(Dataset excerpt)
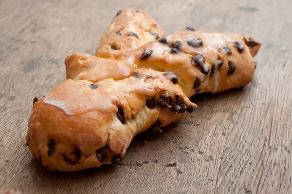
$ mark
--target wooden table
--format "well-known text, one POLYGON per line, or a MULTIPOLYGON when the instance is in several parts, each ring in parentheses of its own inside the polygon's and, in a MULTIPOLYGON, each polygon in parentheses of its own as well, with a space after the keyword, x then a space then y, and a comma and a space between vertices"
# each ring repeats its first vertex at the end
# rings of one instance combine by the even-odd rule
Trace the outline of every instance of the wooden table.
POLYGON ((291 0, 0 0, 0 193, 292 193, 291 0), (65 80, 66 56, 94 54, 116 11, 148 12, 166 34, 186 26, 262 43, 247 86, 192 98, 164 133, 138 135, 118 164, 46 170, 25 147, 35 96, 65 80))

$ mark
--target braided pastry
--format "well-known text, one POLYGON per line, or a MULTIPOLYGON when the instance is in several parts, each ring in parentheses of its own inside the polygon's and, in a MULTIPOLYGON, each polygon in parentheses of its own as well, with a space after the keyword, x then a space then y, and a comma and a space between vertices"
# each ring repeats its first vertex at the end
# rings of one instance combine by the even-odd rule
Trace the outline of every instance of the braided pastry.
POLYGON ((135 135, 159 131, 196 108, 173 77, 141 69, 119 81, 68 79, 34 103, 27 144, 51 170, 119 161, 135 135))
POLYGON ((243 35, 190 27, 164 37, 145 12, 122 10, 95 56, 67 57, 68 79, 35 98, 27 145, 51 170, 120 161, 135 135, 161 132, 195 109, 188 97, 250 82, 260 46, 243 35))
POLYGON ((91 81, 123 77, 126 71, 119 69, 151 68, 173 72, 189 97, 249 83, 256 68, 253 57, 260 45, 244 35, 203 33, 188 28, 131 51, 106 49, 97 52, 98 58, 73 54, 66 58, 65 63, 67 78, 91 81), (104 58, 112 58, 109 66, 100 65, 104 58), (112 66, 116 67, 109 67, 112 66), (98 73, 104 72, 107 75, 98 73))

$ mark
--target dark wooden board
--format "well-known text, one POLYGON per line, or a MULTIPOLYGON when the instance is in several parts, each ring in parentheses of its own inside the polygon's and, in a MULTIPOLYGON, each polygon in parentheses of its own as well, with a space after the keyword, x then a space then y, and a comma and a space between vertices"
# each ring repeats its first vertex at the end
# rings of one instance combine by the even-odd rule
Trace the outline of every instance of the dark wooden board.
POLYGON ((0 193, 292 193, 291 0, 0 0, 0 193), (93 54, 116 11, 252 35, 262 46, 245 87, 195 96, 164 133, 138 135, 119 164, 50 172, 25 146, 33 99, 65 80, 66 56, 93 54))

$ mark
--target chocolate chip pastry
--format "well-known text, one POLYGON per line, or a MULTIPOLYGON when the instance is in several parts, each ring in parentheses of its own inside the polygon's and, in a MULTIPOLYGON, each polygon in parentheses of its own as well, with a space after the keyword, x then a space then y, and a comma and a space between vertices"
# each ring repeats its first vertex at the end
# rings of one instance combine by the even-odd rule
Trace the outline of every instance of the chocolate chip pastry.
POLYGON ((260 46, 251 38, 190 27, 163 35, 145 12, 124 9, 104 34, 98 57, 68 56, 70 79, 34 100, 27 135, 33 155, 61 171, 118 162, 136 134, 161 132, 195 109, 188 97, 251 80, 260 46))
POLYGON ((65 64, 68 78, 91 81, 127 78, 131 68, 171 72, 189 97, 249 83, 256 69, 253 57, 260 45, 247 36, 188 27, 130 51, 105 48, 96 53, 97 57, 74 54, 66 58, 65 64), (106 58, 110 58, 108 64, 104 62, 106 58))
POLYGON ((69 79, 36 100, 27 136, 33 155, 60 171, 118 162, 135 135, 159 132, 196 108, 173 73, 134 73, 118 81, 69 79))

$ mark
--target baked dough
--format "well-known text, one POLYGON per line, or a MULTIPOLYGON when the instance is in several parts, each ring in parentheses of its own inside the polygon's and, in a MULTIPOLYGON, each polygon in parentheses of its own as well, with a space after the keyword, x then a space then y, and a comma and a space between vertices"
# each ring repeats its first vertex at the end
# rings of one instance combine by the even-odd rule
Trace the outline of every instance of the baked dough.
POLYGON ((161 27, 147 13, 123 9, 104 32, 96 53, 108 50, 131 50, 163 36, 161 27))
POLYGON ((197 105, 172 73, 136 70, 129 78, 70 79, 34 104, 27 135, 33 155, 51 170, 118 162, 138 133, 177 121, 197 105))
POLYGON ((67 78, 91 81, 127 78, 130 69, 138 68, 173 72, 189 97, 248 84, 256 69, 253 57, 260 45, 245 35, 184 29, 131 51, 106 49, 96 53, 98 57, 73 54, 67 57, 65 64, 67 78), (105 62, 101 65, 105 58, 111 58, 109 65, 105 62))
POLYGON ((190 27, 164 37, 145 12, 121 10, 95 56, 67 57, 68 79, 35 98, 27 145, 51 170, 118 162, 135 135, 160 132, 195 109, 188 97, 250 82, 260 46, 244 35, 190 27))

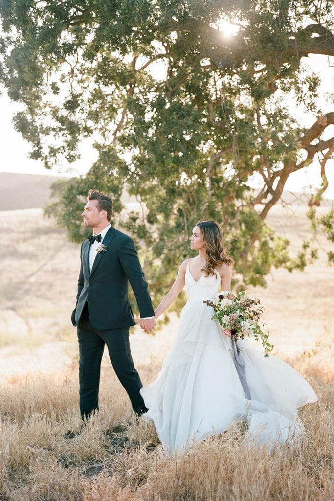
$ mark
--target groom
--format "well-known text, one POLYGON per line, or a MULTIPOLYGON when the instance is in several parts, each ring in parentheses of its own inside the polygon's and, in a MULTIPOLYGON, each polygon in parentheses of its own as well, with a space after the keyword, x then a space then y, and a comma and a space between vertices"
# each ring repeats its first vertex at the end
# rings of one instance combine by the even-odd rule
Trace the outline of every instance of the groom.
POLYGON ((136 322, 128 298, 130 282, 140 312, 140 325, 149 332, 155 325, 147 283, 132 240, 110 224, 110 197, 91 189, 81 215, 94 234, 81 246, 77 304, 72 315, 79 346, 80 413, 83 419, 99 409, 101 360, 107 345, 110 360, 135 412, 147 410, 135 369, 129 329, 136 322))

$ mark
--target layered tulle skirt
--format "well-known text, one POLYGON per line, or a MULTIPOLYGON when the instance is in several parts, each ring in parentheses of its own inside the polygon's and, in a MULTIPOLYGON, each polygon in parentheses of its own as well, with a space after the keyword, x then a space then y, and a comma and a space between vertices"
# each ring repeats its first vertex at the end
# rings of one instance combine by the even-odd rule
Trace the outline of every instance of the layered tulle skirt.
POLYGON ((230 338, 202 301, 189 301, 156 379, 141 390, 164 450, 182 452, 240 419, 245 440, 271 448, 297 442, 304 428, 298 407, 317 400, 308 383, 276 357, 263 356, 248 339, 238 340, 250 395, 236 369, 230 338), (250 398, 249 398, 249 397, 250 398))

Given instruction — Which lines of the listing above contain the word "wooden"? Pull out and copy every one of them, matching case exactly.

The output —
--target wooden table
Trace the outline of every instance of the wooden table.
--target dark wooden board
Trace the outline of every instance of the dark wooden board.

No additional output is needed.